Humsa Venkatesh

From: San Fransisco, USA
Category: Molecular Medicine
Title of essay:The Neural Regulation of Cancer: Cancers hijack mechanisms of neural plasticity to promote malignant disease progression

Biography

Humsa Venkatesh received her undergraduate degree in Chemical Biology from the University of California, Berkeley and her PhD in Cancer Biology from Stanford University. She is currently completing her postdoctoral fellowship at Stanford University. Her research combines principles of neuroscience and cancer biology to understand the electrical components of cancer pathophysiology. Humsa discovered the relationship between the bioelectric activity of neurons and tumor growth and further identified a therapeutic target which, when inhibited, stagnates tumor growth in vivo. She aims to build her career leading the advancement of this novel field by studying the neural regulation of cancer and investigating the specific neural circuits whose aberrant activity contributes to disease progression. Her ultimate goal is to harness these microenvironmental dependencies of tumors for future therapeutic interventions.

(Information supplied):
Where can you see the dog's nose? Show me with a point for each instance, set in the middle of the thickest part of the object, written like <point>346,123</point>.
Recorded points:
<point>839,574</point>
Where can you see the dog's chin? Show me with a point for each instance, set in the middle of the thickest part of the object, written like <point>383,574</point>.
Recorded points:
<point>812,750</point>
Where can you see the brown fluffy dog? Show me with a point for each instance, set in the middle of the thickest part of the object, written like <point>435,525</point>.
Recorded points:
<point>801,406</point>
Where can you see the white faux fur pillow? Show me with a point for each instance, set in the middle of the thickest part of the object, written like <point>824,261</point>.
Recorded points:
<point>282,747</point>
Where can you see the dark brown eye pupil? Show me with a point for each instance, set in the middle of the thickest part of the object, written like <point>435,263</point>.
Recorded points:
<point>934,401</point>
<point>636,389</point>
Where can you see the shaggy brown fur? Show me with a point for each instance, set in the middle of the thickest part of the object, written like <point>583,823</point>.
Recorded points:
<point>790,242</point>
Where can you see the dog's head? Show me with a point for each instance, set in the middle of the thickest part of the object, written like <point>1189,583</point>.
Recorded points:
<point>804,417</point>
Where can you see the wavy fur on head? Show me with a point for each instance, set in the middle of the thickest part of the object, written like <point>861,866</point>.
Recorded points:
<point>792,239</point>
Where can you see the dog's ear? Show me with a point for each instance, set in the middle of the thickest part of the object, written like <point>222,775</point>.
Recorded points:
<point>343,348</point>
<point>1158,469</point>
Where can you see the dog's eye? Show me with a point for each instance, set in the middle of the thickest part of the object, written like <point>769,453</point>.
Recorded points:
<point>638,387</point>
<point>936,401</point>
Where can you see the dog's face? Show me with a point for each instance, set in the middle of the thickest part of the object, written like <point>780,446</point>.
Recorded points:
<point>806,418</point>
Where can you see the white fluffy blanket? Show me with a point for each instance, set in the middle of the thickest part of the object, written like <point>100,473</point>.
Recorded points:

(Exercises):
1. In the biography of Humsa Venkatesh, at which university did she earn her PhD, and in what field?
2. Please continue the Humsa Venkatesh biography from its final sentence.

(Outputs by task):
1. She earned her PhD in Cancer Biology from Stanford University.

2.
Synopsis 

Electrical activity shapes brain organogenesis as well as the behavior of persistent populations of neural precursor cells in the healthy brain. In the context of cancer, we hypothesized that this neurodevelopmental principle may similarly inform tumor progression. My research has uncovered the relationship between neuronal activity and glioma growth by identifying activity-dependent mitogen secretion, synaptic neurotransmission, and gap junction-mediated electrical coupling as novel mechanisms controlling glioma development. This work demonstrates, for the first time, the critical role of neurons in the brain tumor micro-environment: electrical circuit integration of glioma promotes its progression and may be harnessed for therapy.